- Instructions for the task -
The data below must be repeated exactly. Leave nothing out.

- Data section -
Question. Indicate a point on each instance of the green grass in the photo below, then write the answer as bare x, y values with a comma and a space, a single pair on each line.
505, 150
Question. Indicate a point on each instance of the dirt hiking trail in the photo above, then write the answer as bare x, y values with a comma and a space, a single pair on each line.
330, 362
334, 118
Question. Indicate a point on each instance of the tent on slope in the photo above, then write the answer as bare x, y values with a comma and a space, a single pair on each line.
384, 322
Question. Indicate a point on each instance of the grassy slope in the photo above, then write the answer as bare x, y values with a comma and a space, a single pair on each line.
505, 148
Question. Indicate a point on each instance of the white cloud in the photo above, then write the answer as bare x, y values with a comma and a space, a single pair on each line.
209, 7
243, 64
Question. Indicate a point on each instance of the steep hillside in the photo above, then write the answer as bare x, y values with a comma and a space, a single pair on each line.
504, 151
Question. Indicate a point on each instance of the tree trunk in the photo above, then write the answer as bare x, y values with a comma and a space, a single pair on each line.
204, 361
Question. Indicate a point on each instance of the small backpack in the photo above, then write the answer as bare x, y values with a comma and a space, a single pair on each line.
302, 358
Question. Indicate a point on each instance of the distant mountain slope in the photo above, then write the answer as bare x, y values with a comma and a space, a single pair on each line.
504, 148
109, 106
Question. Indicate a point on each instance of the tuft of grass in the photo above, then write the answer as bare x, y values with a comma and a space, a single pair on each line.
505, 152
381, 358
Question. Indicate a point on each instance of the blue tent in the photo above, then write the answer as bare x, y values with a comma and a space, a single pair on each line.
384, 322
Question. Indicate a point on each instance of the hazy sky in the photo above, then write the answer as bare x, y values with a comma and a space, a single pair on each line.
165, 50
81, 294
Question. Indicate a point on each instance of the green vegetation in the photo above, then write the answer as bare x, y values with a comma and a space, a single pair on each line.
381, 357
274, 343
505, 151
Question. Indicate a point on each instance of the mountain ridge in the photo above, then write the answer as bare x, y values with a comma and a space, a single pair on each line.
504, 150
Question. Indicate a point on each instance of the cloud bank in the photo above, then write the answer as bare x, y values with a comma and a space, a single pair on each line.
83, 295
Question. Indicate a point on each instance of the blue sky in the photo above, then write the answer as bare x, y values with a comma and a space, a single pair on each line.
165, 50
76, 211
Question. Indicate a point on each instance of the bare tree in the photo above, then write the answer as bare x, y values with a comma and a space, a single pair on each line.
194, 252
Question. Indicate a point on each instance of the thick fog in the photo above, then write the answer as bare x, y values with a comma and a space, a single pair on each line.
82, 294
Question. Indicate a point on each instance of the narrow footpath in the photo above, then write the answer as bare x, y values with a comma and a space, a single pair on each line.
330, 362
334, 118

- Response area -
Question. Indicate a point on each instance of the green grass in the photo below, then write the answer as bare x, y values with a comma and a space, a single pair on each line.
505, 150
Question. Indicate a point on each instance of the dirt hiking trail in the photo above, then write the answer as bare x, y values with a comma and a space, a single pair on each line.
330, 362
334, 118
Question. Indicate a point on each instance of the tent on slope in the photo above, then write the answer as bare x, y values with a comma and a space, a single pair on each line.
384, 322
Question. Indicate a point on each instance of the grassy slope in the photo above, then write the answer as bare x, y values with a comma and a space, a single pair on each line.
505, 148
Question. Indicate a point on each instance of the white cloud in the photo above, then write the answer as bare x, y values with a comma and a space, a single pair on each line.
209, 7
243, 64
Question. Indicate a point on each instance of the steep hillside in the photo above, then write the answer as bare x, y values with a comma and a space, a single pair on each line.
504, 151
Question. Indicate a point on each instance of the tree trunk in the photo above, then write the answer as bare x, y values with a comma and a space, a single pair on each line.
204, 361
Question. Indicate a point on each instance of the small backpack in the photo above, then write the answer as bare x, y values with a comma and a space, a single pair on each line.
302, 358
Question. Indicate a point on each instance of the distant mountain slope in the photo above, then write the answer as bare x, y values with a comma and a space, a single pair on each line.
504, 148
109, 106
Question. Indicate a point on each instance of the tuft of grass in the photo above, then write the answer as bare x, y values with a comma and a space, a single pair on each line.
505, 152
381, 358
Question. Indicate a point on each instance of the blue tent in the photo above, then write the answer as bare x, y values with a comma and a space, a single pair on each line.
384, 322
Question. Indicate a point on each instance of the hazy sky in the photo above, then write the answer as bare x, y values with a comma and a space, a single pair on each line.
165, 50
81, 294
Question. Indicate a point on each instance of the green vegetation in the photo above, then write the answer as bare x, y values with a comma and a space, a single pair on each line.
381, 357
274, 343
505, 151
Question. Indicate a point on each instance of the mountain ridge in the photo above, then write the answer as bare x, y values with a comma and a space, a single pair on each line.
504, 150
Question. Indicate a point on each instance of the cloud bank in the photo above, then write the answer as bare x, y values with a comma and a space, a single pair on each line.
83, 295
Question. Indicate a point on each instance of the blue sky in the photo above, then write the answer as bare x, y values with a comma and a space, a single pair on each line.
165, 50
76, 211
Question. Indicate a point on each instance of the bare tree in the photo above, then write the answer as bare x, y values with a comma and a space, a single pair on each line.
194, 252
Question. Indicate a point on each instance of the thick fog in the photo above, then write the answer as bare x, y values with a comma and a space, a single pair on each line.
82, 294
Question. Indicate a point on each instance of the narrow footpath in the photo above, then write the answer as bare x, y values with a comma and a space, a single pair on each line.
330, 362
334, 118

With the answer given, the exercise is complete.